_Prompt_:
Your answer must be every line of the data that holds the string "piano".

_Task inputs_:
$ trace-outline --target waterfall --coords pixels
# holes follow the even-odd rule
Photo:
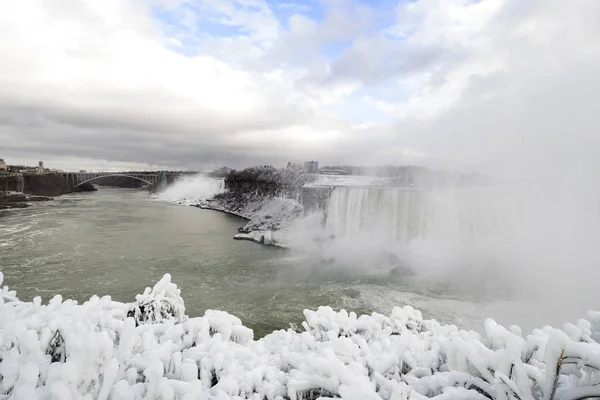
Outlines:
[[[23,175],[17,175],[17,192],[23,193],[25,191],[25,180],[23,179]]]
[[[199,201],[213,197],[225,190],[223,179],[210,178],[203,174],[184,176],[157,195],[164,201]]]
[[[329,201],[326,228],[336,236],[385,236],[399,246],[415,239],[498,238],[507,217],[499,202],[482,189],[338,187]]]
[[[325,231],[353,253],[547,269],[600,262],[599,210],[594,188],[336,187]]]

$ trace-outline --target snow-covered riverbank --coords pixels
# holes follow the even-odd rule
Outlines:
[[[304,215],[302,204],[294,199],[227,191],[222,179],[203,175],[186,177],[157,198],[244,218],[248,223],[234,239],[278,247],[287,247],[287,230]]]
[[[301,218],[304,208],[292,199],[282,197],[239,195],[221,193],[211,199],[201,200],[192,205],[234,214],[248,220],[234,236],[238,240],[251,240],[257,243],[286,247],[286,232],[294,221]]]
[[[328,307],[254,340],[225,312],[188,318],[170,276],[124,304],[0,292],[1,399],[579,399],[600,396],[600,313],[485,335]],[[2,277],[0,274],[0,283]],[[558,374],[557,374],[558,370]],[[555,394],[553,394],[555,392]]]

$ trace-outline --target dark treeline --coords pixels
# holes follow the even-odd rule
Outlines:
[[[305,184],[313,182],[316,175],[306,173],[302,168],[277,169],[271,165],[231,170],[225,177],[225,192],[215,196],[235,210],[237,204],[244,204],[256,196],[277,196],[294,199],[306,210],[323,207],[329,197],[329,187],[311,188]]]
[[[251,167],[243,170],[231,170],[225,176],[225,187],[230,190],[252,188],[260,190],[267,187],[268,191],[277,189],[298,190],[304,184],[313,181],[314,176],[296,169],[277,169],[272,165]]]

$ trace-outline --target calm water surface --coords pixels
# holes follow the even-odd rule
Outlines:
[[[343,285],[286,273],[294,262],[285,251],[232,240],[244,223],[101,188],[0,211],[0,270],[22,300],[110,294],[124,302],[168,272],[188,315],[228,311],[257,335],[300,322],[306,307],[344,303]]]
[[[386,277],[307,268],[287,251],[232,240],[243,224],[145,192],[101,188],[0,211],[0,270],[21,300],[61,294],[80,302],[94,294],[131,302],[168,272],[189,316],[224,310],[256,336],[299,324],[305,308],[320,305],[387,313],[412,304],[426,317],[470,328],[480,328],[487,316],[512,323],[514,310],[522,309],[510,301],[474,301]],[[526,321],[534,314],[518,315]]]

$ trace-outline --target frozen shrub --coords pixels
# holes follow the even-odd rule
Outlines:
[[[127,312],[135,320],[136,326],[156,324],[165,321],[183,322],[186,319],[185,306],[177,285],[171,283],[171,275],[165,274],[152,289],[135,296],[133,308]]]
[[[66,360],[67,353],[65,349],[65,339],[62,337],[58,329],[48,343],[46,354],[50,356],[51,362],[64,363]]]

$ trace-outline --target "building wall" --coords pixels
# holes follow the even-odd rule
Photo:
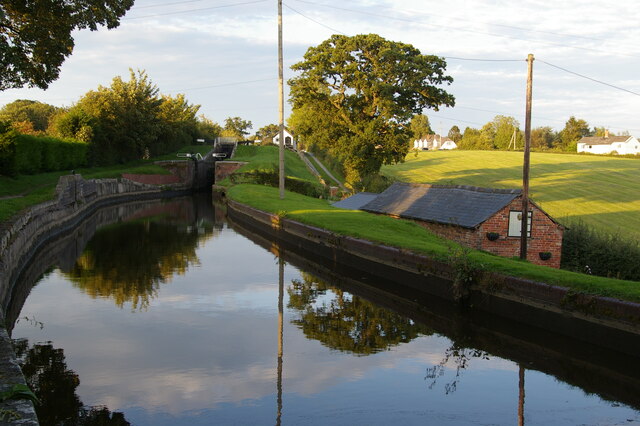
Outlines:
[[[522,198],[514,199],[509,205],[497,212],[478,229],[462,228],[454,225],[438,223],[418,223],[436,235],[447,238],[478,250],[504,257],[520,256],[520,237],[509,237],[509,212],[522,209]],[[563,229],[554,223],[544,212],[529,204],[532,211],[531,237],[527,243],[527,260],[537,265],[560,268],[562,254]],[[499,237],[495,241],[487,238],[488,232],[497,232]],[[548,260],[540,259],[541,252],[551,253]]]
[[[614,142],[609,145],[590,145],[588,143],[578,144],[578,152],[610,154],[614,151],[620,155],[640,154],[640,142],[638,142],[636,138],[631,138],[626,142]]]

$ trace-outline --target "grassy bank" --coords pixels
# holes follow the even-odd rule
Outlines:
[[[405,182],[493,188],[522,186],[522,153],[425,151],[382,173]],[[530,193],[560,220],[581,220],[609,232],[640,238],[640,163],[637,159],[531,153]]]
[[[287,192],[280,200],[277,188],[259,185],[237,185],[227,196],[260,210],[284,215],[309,225],[382,244],[424,253],[436,259],[451,261],[460,246],[431,234],[415,223],[363,211],[343,210],[325,200]],[[575,291],[617,297],[640,302],[640,282],[602,278],[551,269],[515,259],[470,250],[468,260],[475,268],[560,285]]]
[[[243,166],[237,173],[250,173],[253,171],[278,170],[279,151],[273,146],[253,146],[240,145],[236,149],[233,161],[247,161],[249,164]],[[317,183],[318,179],[311,174],[304,162],[293,151],[284,151],[284,172],[287,177],[302,179],[308,182]]]
[[[211,150],[210,146],[189,146],[178,152],[200,152],[202,155]],[[123,173],[167,174],[167,170],[153,164],[158,160],[178,159],[176,153],[150,160],[139,160],[127,164],[108,167],[92,167],[75,170],[85,179],[108,179],[122,177]],[[0,222],[9,219],[19,211],[44,201],[53,199],[55,187],[60,176],[69,171],[19,175],[15,178],[0,176]]]

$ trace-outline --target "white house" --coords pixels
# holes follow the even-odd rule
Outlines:
[[[276,145],[280,145],[280,133],[279,132],[273,137],[273,143],[276,144]],[[284,147],[285,148],[291,148],[291,149],[293,149],[295,151],[298,150],[298,142],[295,140],[293,135],[287,131],[287,129],[284,129]]]
[[[640,142],[633,136],[589,136],[578,141],[578,152],[592,154],[640,154]]]
[[[458,145],[448,137],[427,135],[424,139],[413,141],[413,149],[435,151],[438,149],[455,149]]]

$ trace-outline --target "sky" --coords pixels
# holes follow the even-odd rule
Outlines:
[[[454,78],[445,89],[456,106],[424,111],[436,133],[480,128],[498,114],[524,128],[531,53],[532,127],[561,130],[575,116],[640,137],[639,22],[631,0],[285,0],[285,79],[332,34],[376,33],[445,57]],[[0,105],[70,106],[132,68],[145,70],[163,94],[184,93],[216,122],[239,116],[253,132],[278,122],[277,0],[137,0],[118,28],[74,39],[47,90],[6,90]]]

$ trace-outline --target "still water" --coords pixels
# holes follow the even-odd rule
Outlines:
[[[624,374],[383,307],[281,262],[206,198],[111,222],[16,302],[43,425],[640,424]]]

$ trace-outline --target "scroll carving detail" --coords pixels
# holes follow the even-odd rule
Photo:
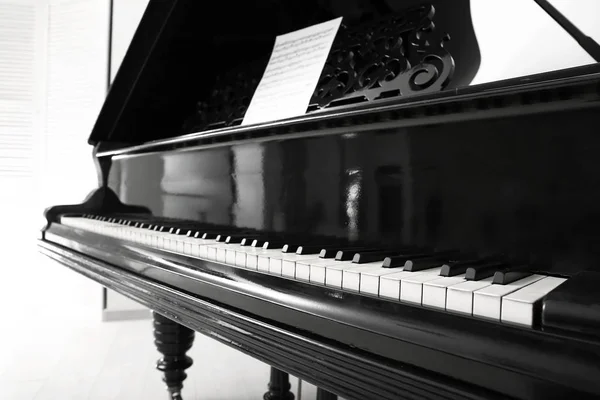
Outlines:
[[[436,31],[431,5],[356,27],[342,25],[311,100],[312,108],[439,91],[454,60]]]

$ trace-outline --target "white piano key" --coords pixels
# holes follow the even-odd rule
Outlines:
[[[379,267],[377,270],[364,271],[360,273],[360,293],[367,293],[371,295],[379,295],[379,281],[384,275],[391,275],[396,272],[401,272],[403,267],[398,268],[383,268]]]
[[[410,272],[398,271],[379,278],[379,297],[400,300],[400,280]]]
[[[382,269],[381,264],[383,264],[383,261],[356,264],[359,267],[344,270],[342,275],[342,289],[353,292],[360,291],[361,273],[364,271],[380,270]]]
[[[429,282],[423,282],[424,306],[446,309],[446,292],[450,286],[465,282],[465,274],[441,277]]]
[[[238,250],[235,252],[235,265],[236,266],[246,268],[246,251],[247,251],[247,249]]]
[[[257,255],[257,268],[262,272],[269,272],[269,259],[271,257],[278,258],[281,256],[281,249],[261,249],[256,253]],[[246,263],[250,259],[250,254],[246,256]]]
[[[296,263],[299,261],[319,260],[318,254],[286,254],[282,257],[281,275],[288,278],[296,277]]]
[[[439,278],[442,267],[411,272],[400,282],[400,301],[421,304],[423,300],[423,282]]]
[[[200,246],[198,246],[198,256],[200,258],[204,258],[208,260],[208,246],[211,244],[211,241],[206,240]]]
[[[259,271],[269,272],[269,256],[266,254],[258,255],[258,268]]]
[[[159,242],[160,242],[160,238],[159,238]],[[194,257],[200,257],[200,245],[203,243],[202,239],[195,239],[192,242],[192,256]]]
[[[565,281],[565,278],[548,276],[504,296],[500,320],[533,326],[535,304]]]
[[[215,245],[208,246],[206,248],[206,259],[216,261],[217,260],[217,248]]]
[[[175,251],[175,250],[177,250],[177,241],[175,240],[175,238],[173,236],[174,236],[173,234],[169,234],[165,238],[165,248],[164,248],[164,250],[167,250],[167,251]]]
[[[183,243],[183,254],[186,254],[188,256],[192,255],[192,243],[189,240],[186,240]]]
[[[342,288],[344,271],[361,268],[364,264],[356,264],[352,261],[337,261],[335,264],[325,267],[325,286]]]
[[[335,261],[333,258],[320,258],[317,261],[311,262],[310,265],[310,273],[309,280],[312,283],[317,283],[319,285],[325,285],[325,267],[328,265],[332,265],[338,262],[343,261]],[[298,275],[298,264],[296,263],[296,276]]]
[[[311,265],[310,266],[310,282],[319,285],[325,285],[325,266]]]
[[[217,248],[217,261],[218,262],[225,263],[225,261],[227,260],[227,248],[229,248],[229,246],[231,246],[231,245],[228,244],[223,247]]]
[[[473,293],[490,286],[494,277],[480,281],[465,281],[450,286],[446,292],[446,311],[473,315]]]
[[[175,252],[179,253],[179,254],[183,254],[183,247],[184,247],[184,242],[183,242],[183,238],[179,237],[176,240],[177,246],[175,247]]]
[[[230,246],[234,246],[234,245],[230,245]],[[225,264],[235,265],[235,255],[238,253],[238,249],[240,247],[241,246],[235,246],[235,247],[227,249],[227,251],[225,253]]]
[[[246,252],[246,268],[258,269],[258,253],[263,251],[261,248],[253,247],[252,251]]]
[[[396,269],[396,268],[394,268]],[[393,272],[391,274],[381,275],[379,277],[379,297],[385,297],[388,299],[400,300],[401,289],[402,289],[402,280],[406,278],[414,278],[424,271],[417,272],[409,272],[404,271],[400,268],[397,268],[398,272]],[[425,270],[431,271],[431,270]],[[438,272],[439,273],[439,272]]]
[[[273,275],[281,276],[282,265],[283,265],[283,262],[282,262],[280,255],[277,257],[270,257],[269,258],[269,273],[273,274]]]
[[[473,293],[473,315],[500,321],[502,297],[542,279],[531,275],[508,285],[490,285]]]
[[[296,263],[295,278],[299,281],[310,281],[310,262],[314,260],[307,260],[306,262],[298,261]]]
[[[211,261],[218,261],[217,260],[218,251],[221,249],[225,249],[226,246],[227,246],[227,244],[225,244],[223,242],[216,242],[216,241],[213,242],[206,249],[206,258]],[[221,256],[221,259],[224,259],[225,252],[220,253],[219,256]]]

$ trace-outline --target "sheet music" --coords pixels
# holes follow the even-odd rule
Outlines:
[[[304,115],[342,17],[277,36],[242,125]]]

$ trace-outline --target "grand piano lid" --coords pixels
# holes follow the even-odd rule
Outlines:
[[[275,37],[339,16],[309,112],[465,86],[478,70],[469,0],[151,1],[88,142],[120,147],[239,124]],[[425,58],[433,68],[418,67]]]

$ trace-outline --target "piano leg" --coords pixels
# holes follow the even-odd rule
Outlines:
[[[154,344],[163,358],[157,361],[156,369],[164,373],[163,381],[171,400],[182,400],[181,389],[187,378],[185,370],[192,365],[192,359],[185,355],[194,342],[194,331],[179,325],[162,315],[154,315]]]
[[[337,400],[337,395],[325,389],[317,388],[317,400]]]
[[[290,376],[287,372],[271,367],[271,380],[269,391],[263,396],[264,400],[294,400],[294,394],[290,392]]]

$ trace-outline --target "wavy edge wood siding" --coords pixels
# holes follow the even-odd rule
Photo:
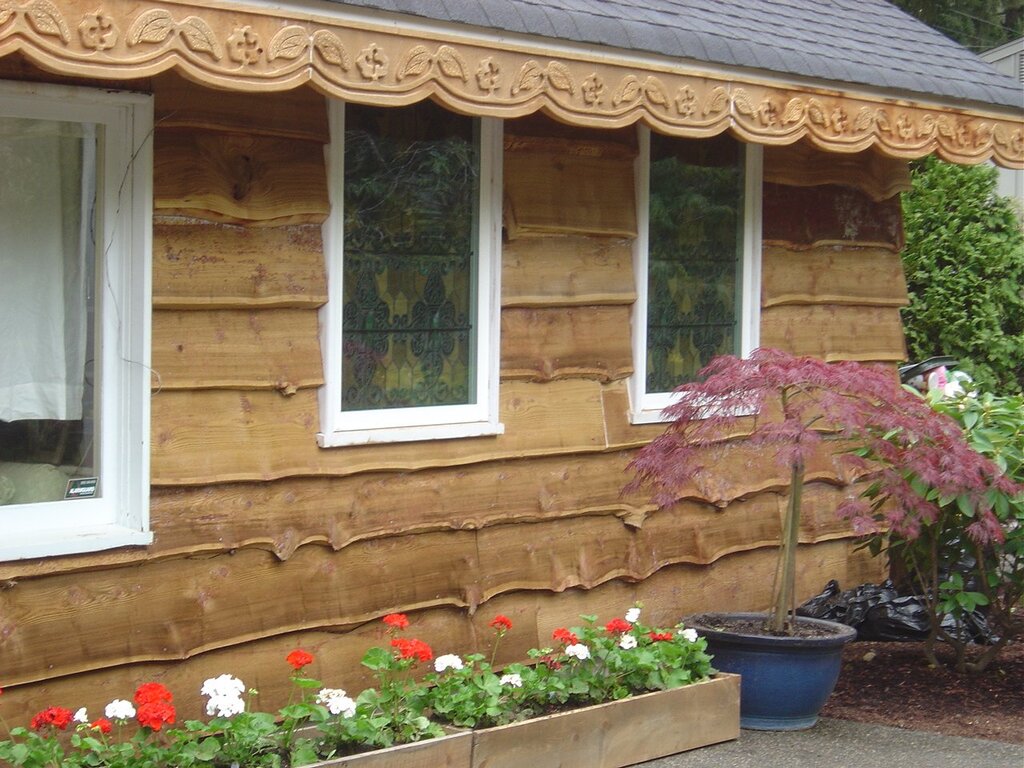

_Exercise response_:
$ trace-outline --target "white piano key" --coords pixels
$ trace-outline --target "grand piano lid" --coords pixels
$ trace-outline --target "piano leg" --coords pixels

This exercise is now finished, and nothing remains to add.